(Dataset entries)

= Beginning of Section =

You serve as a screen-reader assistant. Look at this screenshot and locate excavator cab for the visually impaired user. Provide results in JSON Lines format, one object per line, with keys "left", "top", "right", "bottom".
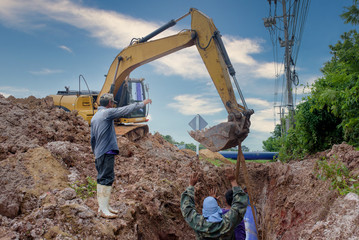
{"left": 113, "top": 78, "right": 150, "bottom": 141}
{"left": 115, "top": 78, "right": 148, "bottom": 120}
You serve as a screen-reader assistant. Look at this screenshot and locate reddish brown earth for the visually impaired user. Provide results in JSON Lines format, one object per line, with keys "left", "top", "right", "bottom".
{"left": 0, "top": 94, "right": 358, "bottom": 239}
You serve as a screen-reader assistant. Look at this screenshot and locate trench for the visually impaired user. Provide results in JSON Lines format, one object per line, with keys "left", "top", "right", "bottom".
{"left": 238, "top": 159, "right": 338, "bottom": 240}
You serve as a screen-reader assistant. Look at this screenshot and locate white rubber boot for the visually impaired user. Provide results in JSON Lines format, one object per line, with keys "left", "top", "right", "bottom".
{"left": 107, "top": 186, "right": 119, "bottom": 214}
{"left": 97, "top": 184, "right": 117, "bottom": 219}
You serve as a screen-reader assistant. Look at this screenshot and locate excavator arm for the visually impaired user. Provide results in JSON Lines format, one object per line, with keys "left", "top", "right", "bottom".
{"left": 97, "top": 8, "right": 254, "bottom": 151}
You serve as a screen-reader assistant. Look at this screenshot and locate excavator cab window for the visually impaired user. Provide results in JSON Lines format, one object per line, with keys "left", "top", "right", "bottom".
{"left": 115, "top": 79, "right": 147, "bottom": 118}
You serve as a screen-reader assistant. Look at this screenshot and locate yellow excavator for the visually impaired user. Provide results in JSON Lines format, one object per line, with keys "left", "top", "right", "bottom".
{"left": 51, "top": 75, "right": 150, "bottom": 141}
{"left": 51, "top": 8, "right": 254, "bottom": 151}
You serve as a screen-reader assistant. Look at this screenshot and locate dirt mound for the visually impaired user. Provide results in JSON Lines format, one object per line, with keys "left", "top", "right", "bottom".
{"left": 326, "top": 143, "right": 359, "bottom": 176}
{"left": 0, "top": 94, "right": 90, "bottom": 161}
{"left": 0, "top": 147, "right": 69, "bottom": 218}
{"left": 0, "top": 95, "right": 358, "bottom": 239}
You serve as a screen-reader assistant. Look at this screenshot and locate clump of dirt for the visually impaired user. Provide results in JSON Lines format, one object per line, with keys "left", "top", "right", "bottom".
{"left": 0, "top": 94, "right": 358, "bottom": 239}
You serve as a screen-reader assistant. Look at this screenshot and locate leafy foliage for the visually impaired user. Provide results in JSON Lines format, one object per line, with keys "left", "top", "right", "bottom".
{"left": 310, "top": 30, "right": 359, "bottom": 147}
{"left": 285, "top": 100, "right": 342, "bottom": 155}
{"left": 341, "top": 0, "right": 359, "bottom": 25}
{"left": 315, "top": 156, "right": 359, "bottom": 195}
{"left": 161, "top": 134, "right": 176, "bottom": 144}
{"left": 70, "top": 176, "right": 97, "bottom": 199}
{"left": 184, "top": 143, "right": 206, "bottom": 151}
{"left": 263, "top": 28, "right": 359, "bottom": 161}
{"left": 262, "top": 124, "right": 282, "bottom": 152}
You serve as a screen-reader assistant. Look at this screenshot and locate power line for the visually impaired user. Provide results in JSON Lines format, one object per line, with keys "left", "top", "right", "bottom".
{"left": 263, "top": 0, "right": 311, "bottom": 134}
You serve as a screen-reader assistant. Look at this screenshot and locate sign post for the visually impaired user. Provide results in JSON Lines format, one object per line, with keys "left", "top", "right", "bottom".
{"left": 188, "top": 114, "right": 208, "bottom": 156}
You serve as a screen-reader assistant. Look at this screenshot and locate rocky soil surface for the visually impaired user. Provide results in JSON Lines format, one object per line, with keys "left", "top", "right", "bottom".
{"left": 0, "top": 94, "right": 358, "bottom": 239}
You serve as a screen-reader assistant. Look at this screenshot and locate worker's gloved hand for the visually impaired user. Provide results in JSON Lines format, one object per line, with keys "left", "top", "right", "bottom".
{"left": 209, "top": 188, "right": 218, "bottom": 200}
{"left": 225, "top": 168, "right": 238, "bottom": 187}
{"left": 189, "top": 172, "right": 199, "bottom": 186}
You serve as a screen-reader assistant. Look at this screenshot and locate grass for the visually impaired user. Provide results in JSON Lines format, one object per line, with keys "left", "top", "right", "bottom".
{"left": 200, "top": 157, "right": 224, "bottom": 166}
{"left": 315, "top": 156, "right": 359, "bottom": 195}
{"left": 200, "top": 156, "right": 271, "bottom": 167}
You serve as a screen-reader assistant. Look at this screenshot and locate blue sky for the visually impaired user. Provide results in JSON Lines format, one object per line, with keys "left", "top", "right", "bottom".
{"left": 0, "top": 0, "right": 355, "bottom": 151}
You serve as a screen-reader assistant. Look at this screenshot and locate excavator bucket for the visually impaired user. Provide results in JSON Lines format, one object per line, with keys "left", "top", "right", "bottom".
{"left": 189, "top": 111, "right": 252, "bottom": 152}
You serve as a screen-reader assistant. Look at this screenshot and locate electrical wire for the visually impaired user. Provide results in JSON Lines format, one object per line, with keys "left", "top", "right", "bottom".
{"left": 265, "top": 0, "right": 311, "bottom": 128}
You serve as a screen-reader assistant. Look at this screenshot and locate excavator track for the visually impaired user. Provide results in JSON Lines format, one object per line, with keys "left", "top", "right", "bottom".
{"left": 114, "top": 124, "right": 149, "bottom": 142}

= End of Section =

The task:
Return each entry above unchanged. Leave the pictures out.

Solution below:
You serve as a screen-reader assistant. Look at this screenshot and locate excavator cab for the visually impaired user. Provide results in JSON Lines format, one object per line, with keys "left", "top", "right", "bottom".
{"left": 113, "top": 78, "right": 150, "bottom": 141}
{"left": 115, "top": 78, "right": 148, "bottom": 120}
You serve as a screen-reader assistant. Look at this screenshot and locate reddish brown earth for the visually impaired user. Provide results in JSON Lines format, one object per line, with keys "left", "top", "right", "bottom".
{"left": 0, "top": 94, "right": 358, "bottom": 239}
You serve as a screen-reader assistant. Look at this screenshot and locate trench for the visually impaired user. Provide results in JSON Lines format, one object per line, with keys "left", "top", "right", "bottom".
{"left": 238, "top": 159, "right": 338, "bottom": 240}
You serve as a screen-reader assistant. Look at this screenshot and locate white rubber boot for the visually impaired user. Provide results in JSON Lines format, one object per line, with keys "left", "top", "right", "bottom".
{"left": 107, "top": 186, "right": 119, "bottom": 214}
{"left": 97, "top": 184, "right": 117, "bottom": 219}
You serve as a screen-reader assistant. Look at this screenshot and locate excavator arm for the visually impaired user. Provide results in JSON Lines format, one object per line, with keys "left", "top", "right", "bottom".
{"left": 97, "top": 8, "right": 254, "bottom": 151}
You serve as a screen-reader assistant. Look at this screenshot and locate excavator cab window for the visually impaired user. Provide results in JSON Lines format, one object per line, with keys "left", "top", "right", "bottom".
{"left": 115, "top": 79, "right": 147, "bottom": 118}
You serve as a screen-reader assistant. Look at this screenshot and locate yellow excavator for the visually impaired user. Provide results in JSON Lines format, one object per line, with keys "left", "top", "right", "bottom".
{"left": 51, "top": 75, "right": 150, "bottom": 141}
{"left": 51, "top": 8, "right": 254, "bottom": 151}
You serve as a screen-reader assistant. Look at this screenshot and locate dirt mound for the visually impaired user. Provide results in JSON Lines format, one object per line, with keys "left", "top", "right", "bottom".
{"left": 326, "top": 143, "right": 359, "bottom": 176}
{"left": 0, "top": 94, "right": 90, "bottom": 161}
{"left": 0, "top": 147, "right": 69, "bottom": 218}
{"left": 0, "top": 95, "right": 358, "bottom": 239}
You serve as a screen-reader assistant. Look at this screenshot and locate clump of dirt for the visually impaired user. Provide results in JSON Lines format, one object per line, with keys "left", "top", "right", "bottom".
{"left": 0, "top": 94, "right": 358, "bottom": 239}
You serve as a screen-reader assistant. Look at this screenshot and locate leafy foliage for the visually impaired user. Provide results in JSON Lines format, one object per line, with keys "left", "top", "right", "bottom".
{"left": 310, "top": 30, "right": 359, "bottom": 147}
{"left": 285, "top": 100, "right": 342, "bottom": 155}
{"left": 341, "top": 0, "right": 359, "bottom": 25}
{"left": 315, "top": 156, "right": 359, "bottom": 195}
{"left": 161, "top": 134, "right": 176, "bottom": 144}
{"left": 70, "top": 176, "right": 97, "bottom": 199}
{"left": 184, "top": 143, "right": 206, "bottom": 151}
{"left": 263, "top": 28, "right": 359, "bottom": 161}
{"left": 262, "top": 124, "right": 282, "bottom": 152}
You serve as a screen-reader assistant. Look at this screenshot and locate power line for the visually impaired user. Provide results in JSON Lines format, one object per line, with keys "left", "top", "right", "bottom".
{"left": 263, "top": 0, "right": 311, "bottom": 134}
You serve as a screen-reader assistant. Look at this screenshot and locate sign post for the visually impaired user. Provide results in JSON Lines format, one object per line, with keys "left", "top", "right", "bottom".
{"left": 188, "top": 114, "right": 208, "bottom": 156}
You serve as a screen-reader assistant. Look at this screenshot and locate rocky soil surface for the visually impaired user. Provide results in JSON Lines format, one object per line, with keys "left", "top", "right", "bottom".
{"left": 0, "top": 94, "right": 358, "bottom": 239}
You serve as a screen-reader assistant. Look at this screenshot and locate worker's gloved hand for the visually impaired user. Provide results in JSON Lines format, one object per line, with keys "left", "top", "right", "bottom".
{"left": 209, "top": 188, "right": 218, "bottom": 200}
{"left": 225, "top": 168, "right": 238, "bottom": 187}
{"left": 189, "top": 172, "right": 199, "bottom": 186}
You serve as a screen-reader assistant. Look at this screenshot and locate grass for the visually impaired user. Provide results in JSON Lines format, one object per line, with keys "left", "top", "right", "bottom".
{"left": 200, "top": 157, "right": 224, "bottom": 166}
{"left": 315, "top": 156, "right": 359, "bottom": 195}
{"left": 200, "top": 156, "right": 271, "bottom": 167}
You serve as a screen-reader assistant. Look at this screenshot and locate blue sky for the visually impaired user. Provide results in JSON Lines format, one object per line, with keys "left", "top", "right", "bottom".
{"left": 0, "top": 0, "right": 355, "bottom": 151}
You serve as a screen-reader assistant. Look at this screenshot and locate excavator bucket for the visually impaired user. Provide results in JSON Lines format, one object per line, with keys "left", "top", "right", "bottom".
{"left": 189, "top": 111, "right": 252, "bottom": 152}
You serve as a screen-reader assistant. Look at this screenshot and locate electrical wire for the visually impaired user. Provide results in JSON Lines format, one object per line, with keys "left", "top", "right", "bottom".
{"left": 265, "top": 0, "right": 311, "bottom": 128}
You serve as a screen-reader assistant. Look at this screenshot and locate excavator track for the visually impaired user. Provide results in JSON Lines format, one object per line, with keys "left", "top", "right", "bottom".
{"left": 114, "top": 124, "right": 149, "bottom": 142}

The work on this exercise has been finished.